THINGS TO DO —
(a) In the Screaming Headless Torsos profile, which magazine published the 1994 review of the band?
(b) Echo everything in the Screaming Headless Torsos profile from "Screaming Headless Torsos, also" down to "- Live!! (2001)".

SUPPLIED PASSAGE —
◆ ◆ ◆ ◆ ◆ ◆ ◆

- Genres: experimental rock, funk rock, rock, jazz fusion, jazz rock
- Years active: 1989–present
- Labels: Discovery Records, R.D.S./Rough Trade Records
- Members: Freedom Bremner David Fiuczynski David Ginyard Daniel Sadownick Gene Lake Skoota Warner
- Past members: Dean Bowman Fima Ephron John Medeski Jojo Mayer
- Website: www.torsos.com

= Screaming Headless Torsos =

Jazz rock band

Screaming Headless Torsos, also known as the Torsos or SHT, is a jazz rock band formed in 1989, currently consisting of founding member and guitarist David Fiuczynski, vocalist Freedom Bremner, bassist David Ginyard, percussionist Daniel Sadownick, and the alternating drum chair of Jojo Mayer, Gene Lake, Skoota Warner and James "Biscuit" Rouse.

==Discography==

- 1995 (1995)
- Live!! (2001)
- 2005 (2005)
- Live in New York & Paris(DVD) (2005) -recorded at the Knitting Factory in New York City and at the club New Morning in Paris.
- Choice Cuts (2006)

== Reception ==
In 1994, a review in Billboard magazine called Screaming Headless Torsos an "eclectic quintet", expressing surprise that the band had not yet been signed by a major label: "With a lead vocalist who has a startling range, and a tight band that comfortably weaves jazz, reggae, salsa, and metal, this band deserves and demands attention".

◆ ◆ ◆ ◆ ◆ ◆ ◆

(Items from a dataset)
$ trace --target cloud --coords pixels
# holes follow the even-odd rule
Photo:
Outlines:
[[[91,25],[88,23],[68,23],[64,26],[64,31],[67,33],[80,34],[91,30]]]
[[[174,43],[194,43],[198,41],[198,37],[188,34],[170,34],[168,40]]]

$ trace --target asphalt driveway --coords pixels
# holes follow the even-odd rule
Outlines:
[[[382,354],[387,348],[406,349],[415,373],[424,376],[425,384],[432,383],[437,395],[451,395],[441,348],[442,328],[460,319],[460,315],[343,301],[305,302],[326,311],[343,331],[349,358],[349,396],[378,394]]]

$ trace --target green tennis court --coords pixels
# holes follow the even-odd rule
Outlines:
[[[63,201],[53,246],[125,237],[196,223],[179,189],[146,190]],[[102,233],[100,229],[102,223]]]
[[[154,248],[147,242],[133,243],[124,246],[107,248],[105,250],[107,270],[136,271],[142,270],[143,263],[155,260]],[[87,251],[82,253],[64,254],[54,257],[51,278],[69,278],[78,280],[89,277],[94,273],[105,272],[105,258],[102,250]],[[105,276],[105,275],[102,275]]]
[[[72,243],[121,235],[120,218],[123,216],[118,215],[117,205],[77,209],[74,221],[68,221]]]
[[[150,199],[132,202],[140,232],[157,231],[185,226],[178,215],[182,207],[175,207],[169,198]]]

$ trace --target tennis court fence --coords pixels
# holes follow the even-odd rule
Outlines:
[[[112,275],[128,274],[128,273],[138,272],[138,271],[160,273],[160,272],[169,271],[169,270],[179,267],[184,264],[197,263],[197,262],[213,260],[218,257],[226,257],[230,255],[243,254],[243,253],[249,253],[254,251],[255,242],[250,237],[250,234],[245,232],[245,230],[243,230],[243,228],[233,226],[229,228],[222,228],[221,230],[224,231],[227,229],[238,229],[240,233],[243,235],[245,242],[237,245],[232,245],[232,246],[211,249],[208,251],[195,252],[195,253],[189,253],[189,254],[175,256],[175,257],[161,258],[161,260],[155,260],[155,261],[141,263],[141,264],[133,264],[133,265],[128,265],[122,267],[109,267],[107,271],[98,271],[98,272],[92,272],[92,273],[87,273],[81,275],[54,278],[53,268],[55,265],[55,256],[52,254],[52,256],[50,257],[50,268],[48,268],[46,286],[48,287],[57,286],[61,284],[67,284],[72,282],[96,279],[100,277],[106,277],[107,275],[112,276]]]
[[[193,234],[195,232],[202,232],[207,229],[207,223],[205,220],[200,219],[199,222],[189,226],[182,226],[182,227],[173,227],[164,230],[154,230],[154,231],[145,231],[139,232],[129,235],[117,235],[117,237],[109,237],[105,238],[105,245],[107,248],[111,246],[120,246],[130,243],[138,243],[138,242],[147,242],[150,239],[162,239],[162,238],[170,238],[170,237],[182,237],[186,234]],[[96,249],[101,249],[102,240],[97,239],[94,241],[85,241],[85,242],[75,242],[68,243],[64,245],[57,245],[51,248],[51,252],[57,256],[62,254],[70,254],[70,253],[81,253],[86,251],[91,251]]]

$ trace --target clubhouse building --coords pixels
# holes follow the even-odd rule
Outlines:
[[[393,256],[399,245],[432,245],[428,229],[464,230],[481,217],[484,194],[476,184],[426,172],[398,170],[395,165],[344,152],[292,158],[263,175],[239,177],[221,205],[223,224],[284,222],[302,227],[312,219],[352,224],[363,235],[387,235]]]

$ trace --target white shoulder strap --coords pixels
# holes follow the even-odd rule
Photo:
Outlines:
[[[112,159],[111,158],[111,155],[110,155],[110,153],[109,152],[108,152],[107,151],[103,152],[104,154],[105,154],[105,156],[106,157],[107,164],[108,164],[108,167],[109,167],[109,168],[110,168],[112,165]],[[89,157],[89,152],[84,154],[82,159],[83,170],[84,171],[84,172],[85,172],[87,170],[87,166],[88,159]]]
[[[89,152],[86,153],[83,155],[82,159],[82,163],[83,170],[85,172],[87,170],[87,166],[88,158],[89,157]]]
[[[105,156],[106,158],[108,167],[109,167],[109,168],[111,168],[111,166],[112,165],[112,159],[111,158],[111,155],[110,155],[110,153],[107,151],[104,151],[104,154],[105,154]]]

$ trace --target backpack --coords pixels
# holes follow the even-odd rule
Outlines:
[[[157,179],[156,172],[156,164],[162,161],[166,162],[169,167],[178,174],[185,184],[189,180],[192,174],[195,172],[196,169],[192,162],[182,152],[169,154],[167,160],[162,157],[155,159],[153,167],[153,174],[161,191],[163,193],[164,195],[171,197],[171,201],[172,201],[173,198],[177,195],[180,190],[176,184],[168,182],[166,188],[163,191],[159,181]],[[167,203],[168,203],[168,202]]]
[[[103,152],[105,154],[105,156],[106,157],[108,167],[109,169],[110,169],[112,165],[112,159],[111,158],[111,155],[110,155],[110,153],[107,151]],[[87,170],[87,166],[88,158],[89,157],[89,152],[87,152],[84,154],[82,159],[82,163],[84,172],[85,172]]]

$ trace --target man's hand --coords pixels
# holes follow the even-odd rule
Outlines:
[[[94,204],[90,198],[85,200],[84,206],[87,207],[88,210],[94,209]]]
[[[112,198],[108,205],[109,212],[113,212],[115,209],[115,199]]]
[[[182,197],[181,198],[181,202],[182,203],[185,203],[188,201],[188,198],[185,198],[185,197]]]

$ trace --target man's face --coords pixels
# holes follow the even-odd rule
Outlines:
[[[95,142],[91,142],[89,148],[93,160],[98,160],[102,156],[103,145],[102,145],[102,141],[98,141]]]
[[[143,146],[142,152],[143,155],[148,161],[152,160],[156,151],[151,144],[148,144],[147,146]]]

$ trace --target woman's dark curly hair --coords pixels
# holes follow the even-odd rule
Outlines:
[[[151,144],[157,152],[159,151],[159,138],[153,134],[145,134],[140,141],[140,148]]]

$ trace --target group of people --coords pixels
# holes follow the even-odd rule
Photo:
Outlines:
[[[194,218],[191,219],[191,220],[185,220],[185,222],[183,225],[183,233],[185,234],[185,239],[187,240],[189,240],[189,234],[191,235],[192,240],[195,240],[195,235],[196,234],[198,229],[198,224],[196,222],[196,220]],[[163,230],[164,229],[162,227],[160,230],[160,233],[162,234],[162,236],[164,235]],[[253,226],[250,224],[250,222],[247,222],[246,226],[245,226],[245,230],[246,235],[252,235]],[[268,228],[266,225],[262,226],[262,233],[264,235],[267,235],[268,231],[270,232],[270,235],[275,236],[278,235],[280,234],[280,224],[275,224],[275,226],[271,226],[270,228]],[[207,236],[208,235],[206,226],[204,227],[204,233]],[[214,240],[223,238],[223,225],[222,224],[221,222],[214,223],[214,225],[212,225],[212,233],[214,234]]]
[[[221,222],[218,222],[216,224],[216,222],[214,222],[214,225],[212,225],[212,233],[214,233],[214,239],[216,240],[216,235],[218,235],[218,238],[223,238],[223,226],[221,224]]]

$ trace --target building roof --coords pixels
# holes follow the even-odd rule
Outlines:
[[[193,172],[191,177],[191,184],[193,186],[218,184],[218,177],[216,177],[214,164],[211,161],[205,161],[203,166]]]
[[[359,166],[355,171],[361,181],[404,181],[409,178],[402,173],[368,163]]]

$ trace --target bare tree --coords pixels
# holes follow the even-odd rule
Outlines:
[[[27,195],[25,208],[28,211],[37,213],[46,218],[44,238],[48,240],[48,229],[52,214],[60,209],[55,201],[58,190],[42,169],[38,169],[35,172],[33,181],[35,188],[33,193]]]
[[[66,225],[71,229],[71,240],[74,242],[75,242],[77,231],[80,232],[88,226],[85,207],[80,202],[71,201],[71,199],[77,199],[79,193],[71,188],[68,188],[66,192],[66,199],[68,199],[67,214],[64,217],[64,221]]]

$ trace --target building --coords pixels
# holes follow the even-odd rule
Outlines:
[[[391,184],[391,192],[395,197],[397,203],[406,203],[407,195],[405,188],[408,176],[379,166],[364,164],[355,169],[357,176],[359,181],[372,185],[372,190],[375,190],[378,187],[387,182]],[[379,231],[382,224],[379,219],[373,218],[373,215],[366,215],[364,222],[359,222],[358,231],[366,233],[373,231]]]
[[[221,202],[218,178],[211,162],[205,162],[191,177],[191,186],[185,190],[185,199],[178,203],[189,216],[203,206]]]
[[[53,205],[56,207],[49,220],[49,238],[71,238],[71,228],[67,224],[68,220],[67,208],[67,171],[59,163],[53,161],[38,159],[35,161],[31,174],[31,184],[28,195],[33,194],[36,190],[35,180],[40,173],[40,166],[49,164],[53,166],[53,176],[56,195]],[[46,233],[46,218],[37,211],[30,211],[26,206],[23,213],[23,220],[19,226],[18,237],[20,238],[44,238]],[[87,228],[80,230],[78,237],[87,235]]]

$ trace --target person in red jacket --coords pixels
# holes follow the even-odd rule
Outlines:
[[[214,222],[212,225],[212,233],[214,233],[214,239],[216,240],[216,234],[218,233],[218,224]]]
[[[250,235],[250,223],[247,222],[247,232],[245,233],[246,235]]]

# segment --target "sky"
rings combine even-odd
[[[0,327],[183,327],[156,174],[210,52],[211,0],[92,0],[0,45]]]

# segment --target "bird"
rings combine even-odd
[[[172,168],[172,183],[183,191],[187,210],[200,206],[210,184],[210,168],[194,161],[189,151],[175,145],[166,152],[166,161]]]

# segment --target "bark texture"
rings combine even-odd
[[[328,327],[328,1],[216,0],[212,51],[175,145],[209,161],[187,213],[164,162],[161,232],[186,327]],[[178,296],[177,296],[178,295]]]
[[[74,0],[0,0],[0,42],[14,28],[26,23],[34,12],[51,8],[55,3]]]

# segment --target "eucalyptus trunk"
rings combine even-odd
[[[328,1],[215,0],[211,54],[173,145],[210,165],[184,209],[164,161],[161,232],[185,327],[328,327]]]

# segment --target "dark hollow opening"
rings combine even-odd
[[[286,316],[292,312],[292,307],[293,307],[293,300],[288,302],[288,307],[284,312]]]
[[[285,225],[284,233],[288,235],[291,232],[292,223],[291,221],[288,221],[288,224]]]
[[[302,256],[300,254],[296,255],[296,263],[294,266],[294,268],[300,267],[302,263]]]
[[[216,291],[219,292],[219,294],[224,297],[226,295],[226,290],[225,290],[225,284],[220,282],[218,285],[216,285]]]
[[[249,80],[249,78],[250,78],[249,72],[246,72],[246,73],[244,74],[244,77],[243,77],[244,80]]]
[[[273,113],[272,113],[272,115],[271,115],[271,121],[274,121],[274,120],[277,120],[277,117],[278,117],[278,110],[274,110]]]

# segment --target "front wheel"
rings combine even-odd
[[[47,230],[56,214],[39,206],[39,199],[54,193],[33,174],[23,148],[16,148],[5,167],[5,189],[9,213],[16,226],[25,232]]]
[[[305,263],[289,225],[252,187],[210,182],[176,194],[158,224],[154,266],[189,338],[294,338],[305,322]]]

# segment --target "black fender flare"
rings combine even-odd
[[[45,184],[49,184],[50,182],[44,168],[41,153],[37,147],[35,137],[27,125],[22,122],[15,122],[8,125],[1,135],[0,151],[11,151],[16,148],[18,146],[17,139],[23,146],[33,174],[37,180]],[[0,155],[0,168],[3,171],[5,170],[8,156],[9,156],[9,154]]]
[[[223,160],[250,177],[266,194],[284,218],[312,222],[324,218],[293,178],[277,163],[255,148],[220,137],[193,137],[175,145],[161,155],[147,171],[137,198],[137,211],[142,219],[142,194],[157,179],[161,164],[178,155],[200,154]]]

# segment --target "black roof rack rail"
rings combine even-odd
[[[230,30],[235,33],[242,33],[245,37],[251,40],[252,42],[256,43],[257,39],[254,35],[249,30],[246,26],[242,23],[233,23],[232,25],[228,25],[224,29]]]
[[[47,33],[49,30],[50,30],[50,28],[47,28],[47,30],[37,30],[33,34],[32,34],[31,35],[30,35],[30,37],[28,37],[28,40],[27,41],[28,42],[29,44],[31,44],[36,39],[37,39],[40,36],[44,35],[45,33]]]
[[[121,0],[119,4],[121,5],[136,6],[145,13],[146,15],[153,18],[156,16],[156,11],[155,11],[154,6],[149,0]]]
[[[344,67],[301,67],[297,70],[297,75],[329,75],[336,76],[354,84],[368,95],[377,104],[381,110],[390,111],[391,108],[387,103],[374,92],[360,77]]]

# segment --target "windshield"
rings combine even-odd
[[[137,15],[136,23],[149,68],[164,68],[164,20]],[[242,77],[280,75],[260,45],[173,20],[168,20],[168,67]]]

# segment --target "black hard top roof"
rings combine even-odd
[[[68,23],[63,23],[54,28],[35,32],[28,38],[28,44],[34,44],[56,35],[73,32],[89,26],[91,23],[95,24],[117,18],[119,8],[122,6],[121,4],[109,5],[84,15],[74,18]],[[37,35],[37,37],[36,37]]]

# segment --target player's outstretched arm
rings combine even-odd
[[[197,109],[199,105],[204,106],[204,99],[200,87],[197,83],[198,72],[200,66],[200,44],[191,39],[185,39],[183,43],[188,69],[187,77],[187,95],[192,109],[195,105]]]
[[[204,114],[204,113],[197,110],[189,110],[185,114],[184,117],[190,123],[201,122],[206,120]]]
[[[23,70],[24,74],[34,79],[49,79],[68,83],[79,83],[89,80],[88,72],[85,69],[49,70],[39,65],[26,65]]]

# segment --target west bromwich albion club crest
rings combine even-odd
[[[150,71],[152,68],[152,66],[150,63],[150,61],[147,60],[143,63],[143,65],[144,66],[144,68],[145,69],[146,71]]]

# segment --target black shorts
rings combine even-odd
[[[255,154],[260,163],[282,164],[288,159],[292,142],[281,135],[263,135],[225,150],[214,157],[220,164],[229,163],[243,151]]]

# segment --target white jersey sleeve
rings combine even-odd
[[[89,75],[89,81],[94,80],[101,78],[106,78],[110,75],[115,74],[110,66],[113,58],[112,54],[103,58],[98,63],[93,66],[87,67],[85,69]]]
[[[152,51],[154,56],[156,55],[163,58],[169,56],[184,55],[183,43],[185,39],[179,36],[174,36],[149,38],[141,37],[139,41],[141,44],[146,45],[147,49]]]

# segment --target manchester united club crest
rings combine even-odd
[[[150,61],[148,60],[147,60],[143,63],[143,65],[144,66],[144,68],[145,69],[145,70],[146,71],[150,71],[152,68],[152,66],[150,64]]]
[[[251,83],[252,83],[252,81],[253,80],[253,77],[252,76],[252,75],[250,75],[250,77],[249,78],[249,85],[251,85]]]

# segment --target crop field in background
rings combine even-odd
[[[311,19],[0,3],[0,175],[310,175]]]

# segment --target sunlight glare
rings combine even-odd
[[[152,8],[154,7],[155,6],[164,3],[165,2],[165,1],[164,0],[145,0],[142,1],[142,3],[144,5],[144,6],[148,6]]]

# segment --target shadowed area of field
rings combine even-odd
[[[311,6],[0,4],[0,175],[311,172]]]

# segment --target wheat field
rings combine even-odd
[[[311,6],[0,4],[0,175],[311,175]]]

◆ ◆ ◆ ◆ ◆ ◆ ◆

SOLVED TASKS —
(a) Billboard magazine

(b)
Screaming Headless Torsos, also known as the Torsos or SHT, is a jazz rock band formed in 1989, currently consisting of founding member and guitarist David Fiuczynski, vocalist Freedom Bremner, bassist David Ginyard, percussionist Daniel Sadownick, and the alternating drum chair of Jojo Mayer, Gene Lake, Skoota Warner and James "Biscuit" Rouse.

==Discography==

- 1995 (1995)
- Live!! (2001)